▶ **Problem to solve**: Before returning the data, strip out the pictures and keep everything else exactly the same.

▶ **Records**:

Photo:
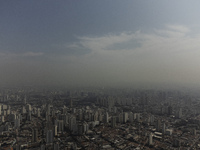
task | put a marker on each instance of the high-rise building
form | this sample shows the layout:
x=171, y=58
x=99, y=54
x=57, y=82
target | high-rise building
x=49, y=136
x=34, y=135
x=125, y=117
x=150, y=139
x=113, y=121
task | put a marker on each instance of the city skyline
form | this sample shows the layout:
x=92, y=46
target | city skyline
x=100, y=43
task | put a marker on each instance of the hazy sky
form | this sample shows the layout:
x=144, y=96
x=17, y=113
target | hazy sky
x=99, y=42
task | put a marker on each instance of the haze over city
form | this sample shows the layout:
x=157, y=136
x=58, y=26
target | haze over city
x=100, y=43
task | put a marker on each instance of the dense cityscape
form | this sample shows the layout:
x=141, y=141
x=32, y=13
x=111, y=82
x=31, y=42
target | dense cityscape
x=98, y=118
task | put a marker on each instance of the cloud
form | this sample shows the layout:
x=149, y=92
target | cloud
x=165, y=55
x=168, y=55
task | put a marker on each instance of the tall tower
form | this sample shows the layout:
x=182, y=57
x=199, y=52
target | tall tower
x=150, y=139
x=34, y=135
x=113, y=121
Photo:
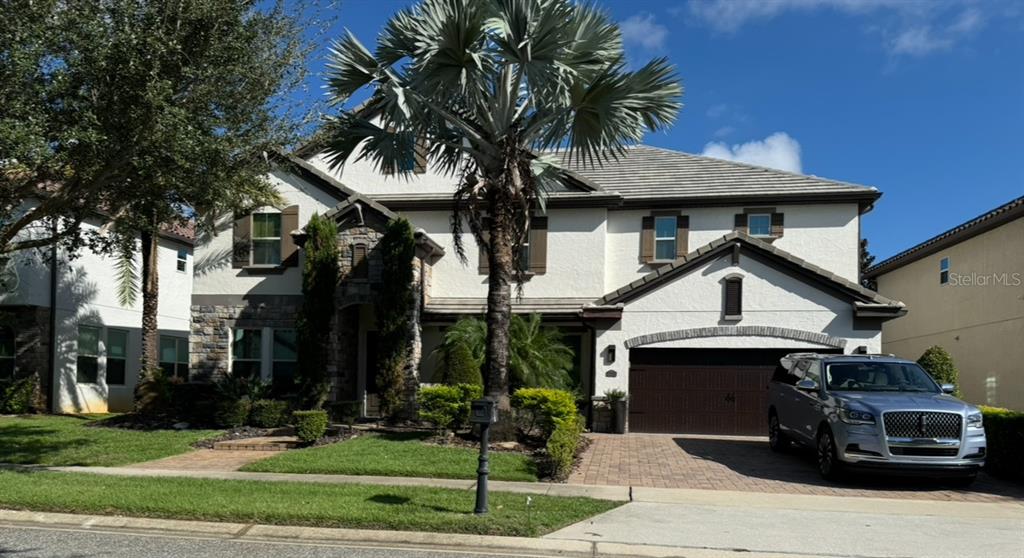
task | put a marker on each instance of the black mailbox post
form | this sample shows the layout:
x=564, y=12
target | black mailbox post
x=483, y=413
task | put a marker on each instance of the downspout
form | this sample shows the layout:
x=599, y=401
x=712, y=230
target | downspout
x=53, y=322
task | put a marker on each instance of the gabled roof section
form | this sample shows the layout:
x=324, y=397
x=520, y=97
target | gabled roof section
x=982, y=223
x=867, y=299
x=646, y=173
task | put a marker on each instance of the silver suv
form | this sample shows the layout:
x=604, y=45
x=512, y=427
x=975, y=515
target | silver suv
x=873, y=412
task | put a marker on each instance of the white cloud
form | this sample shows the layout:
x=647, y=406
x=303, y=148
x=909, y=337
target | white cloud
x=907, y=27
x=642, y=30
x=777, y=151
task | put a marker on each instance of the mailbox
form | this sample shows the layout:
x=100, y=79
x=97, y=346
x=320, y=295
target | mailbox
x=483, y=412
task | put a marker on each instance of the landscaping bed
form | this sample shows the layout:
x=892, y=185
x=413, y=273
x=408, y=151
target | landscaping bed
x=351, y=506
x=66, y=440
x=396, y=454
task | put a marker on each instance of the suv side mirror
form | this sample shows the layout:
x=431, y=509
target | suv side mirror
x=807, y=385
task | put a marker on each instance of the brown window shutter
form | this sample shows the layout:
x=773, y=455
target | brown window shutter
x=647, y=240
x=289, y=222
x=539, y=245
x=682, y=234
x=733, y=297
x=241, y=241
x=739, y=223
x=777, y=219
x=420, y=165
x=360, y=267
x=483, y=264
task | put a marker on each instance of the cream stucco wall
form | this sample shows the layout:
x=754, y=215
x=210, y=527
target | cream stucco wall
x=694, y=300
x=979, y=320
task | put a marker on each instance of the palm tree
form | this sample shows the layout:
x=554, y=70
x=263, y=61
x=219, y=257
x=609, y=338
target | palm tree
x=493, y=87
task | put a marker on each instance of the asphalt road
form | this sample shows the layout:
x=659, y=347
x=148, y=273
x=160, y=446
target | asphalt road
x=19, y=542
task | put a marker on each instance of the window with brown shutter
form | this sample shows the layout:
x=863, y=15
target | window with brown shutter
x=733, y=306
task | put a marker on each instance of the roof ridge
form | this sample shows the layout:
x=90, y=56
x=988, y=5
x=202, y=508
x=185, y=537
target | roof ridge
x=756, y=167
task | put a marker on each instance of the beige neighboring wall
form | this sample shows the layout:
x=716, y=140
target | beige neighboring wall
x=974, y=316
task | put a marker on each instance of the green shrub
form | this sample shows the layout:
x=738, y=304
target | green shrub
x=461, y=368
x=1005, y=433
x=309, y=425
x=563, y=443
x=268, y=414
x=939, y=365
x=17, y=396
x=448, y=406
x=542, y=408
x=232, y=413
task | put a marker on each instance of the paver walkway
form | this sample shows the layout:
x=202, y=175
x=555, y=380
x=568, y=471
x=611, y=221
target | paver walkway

▶ **Answer to this problem**:
Photo:
task | put a marker on each instance of the high-rise building
form | this sample shows the layout:
x=171, y=58
x=99, y=54
x=57, y=82
target | high-rise building
x=49, y=136
x=34, y=135
x=125, y=117
x=150, y=139
x=113, y=121
task | put a marker on each instance of the city skyline
form | this sample shows the layout:
x=92, y=46
target | city skyline
x=100, y=43
task | put a marker on each instance of the hazy sky
form | this sample shows the layout:
x=144, y=96
x=17, y=113
target | hazy sky
x=99, y=42
task | put a marker on each instance of the haze over city
form | this sample shows the layout:
x=157, y=136
x=58, y=26
target | haze over city
x=100, y=43
task | put a marker on each instance of the dense cityscape
form | this sample shows the layout:
x=141, y=141
x=32, y=13
x=111, y=82
x=31, y=42
target | dense cityscape
x=98, y=118
task | put a marker on each instance of the cloud
form | this sample shows the layout:
x=149, y=92
target | cloud
x=165, y=55
x=168, y=55
task | put a marker on each instance of the tall tower
form | this sample shows the layout:
x=182, y=57
x=199, y=52
target | tall tower
x=150, y=139
x=34, y=135
x=113, y=121
Photo:
task | put a marker on each instance of the black mailbox post
form | this sample shows the layout:
x=564, y=12
target | black mailbox post
x=483, y=413
task | put a marker on each instance of the downspout
form | this sample shows the layout:
x=599, y=401
x=712, y=230
target | downspout
x=53, y=322
task | put a marker on each instance of the gabled roof section
form | this sample shows the layout:
x=324, y=397
x=520, y=97
target | gabled roof section
x=982, y=223
x=867, y=299
x=646, y=173
task | put a marker on each instance of the silver suv
form | this sample shows the layout:
x=604, y=45
x=512, y=427
x=975, y=515
target | silver suv
x=873, y=412
task | put a marker on each instance of the white cloud
form | this sample shows the layout:
x=647, y=406
x=303, y=148
x=909, y=337
target | white cloud
x=907, y=27
x=642, y=30
x=777, y=151
task | put a marker on each instance of the mailbox
form | this sample shows the layout:
x=100, y=79
x=97, y=346
x=320, y=295
target | mailbox
x=483, y=412
task | put a marker on each instance of the landscaping bed
form | this sample shows the layout:
x=892, y=185
x=413, y=273
x=408, y=151
target | landscaping bed
x=351, y=506
x=66, y=440
x=396, y=454
task | put a marker on each instance of the suv side mirror
form | this sample shows the layout:
x=431, y=509
target | suv side mirror
x=807, y=385
task | put a marker on each instance of the brown window shutter
form | this sample shows the layout:
x=773, y=455
target | brown window shutter
x=647, y=240
x=289, y=222
x=539, y=245
x=682, y=234
x=733, y=297
x=241, y=241
x=739, y=223
x=777, y=219
x=420, y=165
x=360, y=267
x=483, y=264
task | put a marker on each instance of the cream stucco wall
form | this sample shows the layout:
x=754, y=215
x=210, y=527
target | cream stucco wall
x=694, y=300
x=979, y=320
task | put a marker on each instance of the palm tree
form | this sample shows the layout:
x=554, y=70
x=263, y=61
x=219, y=257
x=609, y=338
target | palm tree
x=493, y=87
task | put a marker on each instance of the asphalt road
form | this sample shows the layout:
x=659, y=347
x=148, y=273
x=160, y=446
target | asphalt road
x=19, y=542
task | put a marker on each instance of the window with brown shutter
form | this sample shows the layout:
x=863, y=15
target | window with brown shutter
x=733, y=306
task | put a marker on each instance of the roof ridge
form | this sample shows the layout:
x=90, y=56
x=988, y=5
x=202, y=508
x=185, y=537
target | roof ridge
x=756, y=167
task | put a marker on each instance of the beige neighboring wall
form | this sample shows the layout:
x=716, y=140
target | beige neighboring wall
x=974, y=316
task | put a marker on each instance of the green shrub
form | this sample shows the layout:
x=738, y=304
target | green shrub
x=461, y=368
x=1005, y=433
x=309, y=425
x=563, y=443
x=268, y=414
x=939, y=365
x=17, y=396
x=448, y=406
x=542, y=408
x=232, y=413
task | put a marker on each instance of the paver walkway
form | this sample shows the layout:
x=202, y=175
x=555, y=380
x=568, y=471
x=611, y=221
target | paver walkway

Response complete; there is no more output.